● EXERCISE PROMPT
Your task is to extract the lines from the one holding "TARGET = bare tree" through the end of the material. Set them down exactly and add nothing.

● GIVEN DATA
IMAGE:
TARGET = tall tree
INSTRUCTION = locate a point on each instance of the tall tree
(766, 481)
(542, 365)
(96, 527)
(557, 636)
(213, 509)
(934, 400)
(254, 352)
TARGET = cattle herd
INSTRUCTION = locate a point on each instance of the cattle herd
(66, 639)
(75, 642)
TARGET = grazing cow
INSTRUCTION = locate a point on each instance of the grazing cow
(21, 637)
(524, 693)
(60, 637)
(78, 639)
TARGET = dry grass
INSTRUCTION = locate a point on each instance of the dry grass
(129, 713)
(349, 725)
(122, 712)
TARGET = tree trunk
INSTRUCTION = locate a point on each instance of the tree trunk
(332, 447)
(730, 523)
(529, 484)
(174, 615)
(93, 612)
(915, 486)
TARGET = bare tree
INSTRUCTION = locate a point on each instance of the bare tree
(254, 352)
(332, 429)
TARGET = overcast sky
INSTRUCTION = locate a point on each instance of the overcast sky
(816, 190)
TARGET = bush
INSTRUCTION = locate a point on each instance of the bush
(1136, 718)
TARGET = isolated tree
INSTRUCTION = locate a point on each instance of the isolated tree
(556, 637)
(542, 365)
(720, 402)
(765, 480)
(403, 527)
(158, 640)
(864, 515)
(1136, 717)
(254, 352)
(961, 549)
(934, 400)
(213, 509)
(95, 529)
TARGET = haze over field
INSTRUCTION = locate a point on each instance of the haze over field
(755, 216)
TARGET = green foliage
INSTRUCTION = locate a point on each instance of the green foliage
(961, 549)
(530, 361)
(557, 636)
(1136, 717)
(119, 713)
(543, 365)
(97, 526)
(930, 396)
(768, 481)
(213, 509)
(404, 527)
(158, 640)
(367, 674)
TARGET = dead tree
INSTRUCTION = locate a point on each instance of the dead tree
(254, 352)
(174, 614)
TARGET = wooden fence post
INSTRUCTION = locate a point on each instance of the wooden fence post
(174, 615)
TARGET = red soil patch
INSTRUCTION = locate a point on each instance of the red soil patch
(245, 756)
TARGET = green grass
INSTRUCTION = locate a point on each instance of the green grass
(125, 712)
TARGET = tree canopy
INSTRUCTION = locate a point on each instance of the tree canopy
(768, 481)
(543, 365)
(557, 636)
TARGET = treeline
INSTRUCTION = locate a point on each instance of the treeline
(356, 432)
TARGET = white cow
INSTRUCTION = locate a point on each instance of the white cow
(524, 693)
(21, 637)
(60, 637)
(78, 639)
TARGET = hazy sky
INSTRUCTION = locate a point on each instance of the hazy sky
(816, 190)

● ANSWER TO THE PROBLEM
TARGET = bare tree
INSTRUCTION = locate a point on each instance of the bare tree
(254, 352)
(332, 429)
TARGET = overcast sky
INSTRUCTION = locate a point on each instance of the overcast sky
(816, 190)
TARGET = bush
INSTRUCTION = locate a point on each instance of the bush
(1136, 718)
TARGET = isolated tree
INSTRUCTION = locate a point on each instance of the isolated tree
(556, 637)
(542, 365)
(720, 402)
(765, 480)
(403, 527)
(158, 640)
(864, 515)
(1136, 717)
(254, 352)
(961, 549)
(934, 400)
(213, 509)
(95, 529)
TARGET = haze over field
INSTRUCTION = locate a point on each instance of the haze over field
(755, 216)
TARGET = green foliage
INSTRUCTION = locate a point on each instance of the green foliage
(961, 549)
(530, 361)
(557, 636)
(1136, 717)
(119, 713)
(543, 365)
(97, 526)
(930, 396)
(768, 481)
(213, 509)
(404, 527)
(158, 640)
(367, 674)
TARGET = dead tree
INSTRUCTION = locate a point on each instance of the dead tree
(254, 352)
(174, 614)
TARGET = wooden fence post
INSTRUCTION = locate a point on each instance of the wooden fence post
(174, 615)
TARGET = red soil patch
INSTRUCTION = locate a point on each instance of the red soil patch
(245, 756)
TARGET = green grass
INSTRUCTION = locate a point on each instance of the green grass
(125, 712)
TARGET = tree canopy
INSTRUCTION = locate a point on each instance of the tree canopy
(768, 481)
(543, 365)
(557, 636)
TARGET = treeline
INSTRUCTION = locate a point on each instance of the treeline
(356, 432)
TARGET = white cow
INSTRUCTION = locate a point on each instance of the white cow
(524, 693)
(21, 637)
(60, 637)
(78, 639)
TARGET = hazy sky
INSTRUCTION = locate a point on each instance of the hazy sky
(816, 190)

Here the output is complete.